===== Given data
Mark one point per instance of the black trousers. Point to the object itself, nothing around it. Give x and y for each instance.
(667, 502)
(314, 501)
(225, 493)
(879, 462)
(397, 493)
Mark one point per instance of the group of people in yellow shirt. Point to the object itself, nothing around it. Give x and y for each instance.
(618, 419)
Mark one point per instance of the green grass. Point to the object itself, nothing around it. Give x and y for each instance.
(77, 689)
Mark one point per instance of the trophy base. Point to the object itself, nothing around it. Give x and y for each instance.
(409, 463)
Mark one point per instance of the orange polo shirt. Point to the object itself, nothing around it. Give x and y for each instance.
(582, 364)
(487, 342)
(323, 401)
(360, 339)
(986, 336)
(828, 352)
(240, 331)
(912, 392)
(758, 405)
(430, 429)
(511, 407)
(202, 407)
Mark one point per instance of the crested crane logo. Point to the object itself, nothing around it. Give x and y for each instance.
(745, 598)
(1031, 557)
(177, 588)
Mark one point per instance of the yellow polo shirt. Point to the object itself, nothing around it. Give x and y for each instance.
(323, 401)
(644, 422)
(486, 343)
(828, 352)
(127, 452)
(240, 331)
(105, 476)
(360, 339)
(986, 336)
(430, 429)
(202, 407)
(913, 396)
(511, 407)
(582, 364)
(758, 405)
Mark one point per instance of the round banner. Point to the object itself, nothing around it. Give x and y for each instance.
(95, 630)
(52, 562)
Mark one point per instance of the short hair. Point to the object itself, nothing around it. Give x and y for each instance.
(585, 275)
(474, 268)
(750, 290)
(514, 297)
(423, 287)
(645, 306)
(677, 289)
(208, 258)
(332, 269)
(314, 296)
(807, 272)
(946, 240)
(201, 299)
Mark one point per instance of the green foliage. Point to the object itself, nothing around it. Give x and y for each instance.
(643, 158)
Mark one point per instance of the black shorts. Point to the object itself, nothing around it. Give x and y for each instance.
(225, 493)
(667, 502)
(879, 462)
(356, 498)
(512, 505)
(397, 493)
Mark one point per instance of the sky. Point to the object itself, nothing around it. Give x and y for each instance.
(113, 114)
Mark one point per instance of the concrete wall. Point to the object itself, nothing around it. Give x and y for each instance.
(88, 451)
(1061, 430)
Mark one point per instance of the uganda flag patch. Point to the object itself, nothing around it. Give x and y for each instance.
==========
# [Work task]
Give the records again, unchanged and complete.

# [Problem solution]
Mark one point per instance of the black trousers. Point to the object itself, nothing around it. Give x and y for each instance.
(667, 502)
(314, 501)
(225, 493)
(879, 462)
(397, 493)
Mark one point per instance of the group of people in yellow shirt. Point to the object itself, nothing around it. Give x and y for each instance.
(618, 419)
Mark one point per instance of the green grass. Point to the object itself, nothing around it. Give x and y for each instance.
(77, 689)
Mark one point per instance of the trophy base. Point to the object itself, nothing around it. Give x and y for each instance.
(409, 463)
Mark one point per instance of the orange polo shirt. Point to the object itself, nothing around it. Give x and y for each instance.
(582, 364)
(487, 342)
(323, 401)
(360, 339)
(986, 336)
(828, 352)
(240, 331)
(912, 392)
(758, 405)
(430, 429)
(511, 407)
(202, 407)
Mark one point per instance of the crested crane logo. Point to the object itself, nothing around it. Give x and y for each instance.
(745, 598)
(1031, 557)
(177, 588)
Mark one point per instance of the yellow polo shirt. Point to the object itself, nothing around it. Give x and y for each instance.
(323, 401)
(644, 422)
(486, 343)
(828, 352)
(127, 452)
(240, 331)
(105, 476)
(360, 339)
(986, 336)
(430, 429)
(202, 407)
(913, 396)
(511, 407)
(582, 364)
(758, 405)
Mark one point per instance of the round banner. Point to the object itself, nothing around it. Give x and y for each instance.
(95, 630)
(52, 562)
Mark one point per instance of the short hair. Point to the object itself, nothing around it. Give x and y for each instance.
(585, 275)
(474, 268)
(750, 290)
(514, 297)
(423, 287)
(645, 306)
(677, 289)
(208, 258)
(332, 269)
(314, 296)
(807, 272)
(946, 240)
(201, 299)
Mark one point per instance of the green foliage. Point to the object itself, nothing around it. Give x and y for each instance.
(643, 158)
Mark one point per instance of the black shorts. Point to the object itself, nothing around it. Give x and y for each instance.
(225, 493)
(667, 502)
(879, 462)
(356, 498)
(512, 505)
(397, 493)
Mark one point per instance of the sky. Point to the object itself, nothing around it. Give x and y for each instance.
(113, 114)
Mark one point per instance of the concrete wall. Point to the object itself, nothing around it. Give x and y for each instance.
(88, 451)
(1061, 430)
Mark one point per instance of the uganda flag patch. Point to the object itself, nothing around it. Give x and y for each instance.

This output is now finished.